• [Testo]
Intervista a Ema Stokholma

Morwenn o Ema?
«Mi sento sempre Morwenn, ma capisco che si debba semplificare. Quindi Ema va bene».
Chi la chiama con il nome di battesimo?
«Chi mi conosce da prima del 2009».
Nel 2009 Morwenn Moguerou, 41 anni, ha scelto il nome con cui vivere la sua vita adulta: Ema Stokholma. Conduttrice radiofonica (Back2Back e Radio 2 Social Club su Radio 2), deejay (ha aperto il concerto del primo maggio in piazza San Giovanni a Roma), scrittrice (Per il mio bene, premio Bancarella 2021 per HarperCollins), pittrice (su Instagram posta le foto dei suoi quadri, che adesso vende), attrice (Vita da Carlo, su Paramount+), sta lavorando per diventare anche poetessa. «Gli appunti che scrivo dopo le sedute dall’analista sono vere e proprie poesie», chiosa sorridente su una panchina del parco di Villa Celimontana a Roma.
Quale definizione le piace di più?
«Sono una donna che lavora. E che fa cose bellissime. Approfitto del fatto che me le lascino fare!».
Nel suo memoir ha raccontato il primo ricordo brutto, quando a 4 anni sua madre la picchiò in auto. Vogliamo dire il primo ricordo bello?
«Sono stati tantissimi a scuola, con i miei compagni. Era bellissimo andarci e vivere una vita normale in mezzo a loro. In mensa mangiavamo tutti insieme e ricordo che finivo sempre i loro piatti: ero affamatissima».
A casa rifiutava di proposito il cibo che le preparava sua madre?
«Forse rifiutavo tutto quello che arrivava da lei, sto ancora cercando di capirlo. Anche adesso mi capita di lasciarmi andare a questa forma di inappetenza».
Magari quando è giù di corda?
«Io non sono mai giù di corda. Magari mi arrabbio, ma mi passa dopo 10 minuti. E comunque non so resistere alle chips!».
Ha più rivisto Stéphane, il libraio che le salvò la vita, inconsapevolmente, quando sua madre la incitò a buttarsi nel fiume?
«Avevo 9 anni e no, non l’ho rivisto. Quando sono tornata a Romans-sur-Isère, due anni fa, lui non c’era: il negozio sì, con lo stesso poster appeso in vetrina».
E ci sono ancora le iniziali sue e di suo fratello Gwendal sul cemento del marciapiede davanti alla vostra casa di allora?
«No, perché è stato rifatto. Ma un mio amico mi ha regalato un piccolo tappeto che lo riproduce. È stato un bellissimo dono, perché mi ricorda uno dei pochi gesti edificanti che ha fatto mia madre nei nostri confronti. Fu plateale, mi fece piacere: mi dimostrava che un po’ esistevo ai suoi occhi».

• [Dati forniti]
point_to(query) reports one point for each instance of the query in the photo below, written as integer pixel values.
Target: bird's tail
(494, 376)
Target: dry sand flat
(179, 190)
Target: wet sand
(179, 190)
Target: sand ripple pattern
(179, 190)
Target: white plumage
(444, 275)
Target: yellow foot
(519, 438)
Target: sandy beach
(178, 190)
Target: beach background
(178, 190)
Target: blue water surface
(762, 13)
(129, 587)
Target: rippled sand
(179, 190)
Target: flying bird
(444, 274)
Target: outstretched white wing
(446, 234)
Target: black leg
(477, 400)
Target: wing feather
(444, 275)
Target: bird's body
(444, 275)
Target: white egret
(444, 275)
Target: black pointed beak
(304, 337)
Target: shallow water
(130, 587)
==
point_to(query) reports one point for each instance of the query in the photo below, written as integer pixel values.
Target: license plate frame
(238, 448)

• [Consegna]
Elenca le attività che, secondo l'intervista, Ema Stokholma svolge già, escludendo quella per cui sta ancora lavorando. Le voci sono materiale a sé e non hanno legami con l'intervista.

• [Risposta]
- Conduttrice radiofonica
- Deejay
- Scrittrice
- Pittrice
- Attrice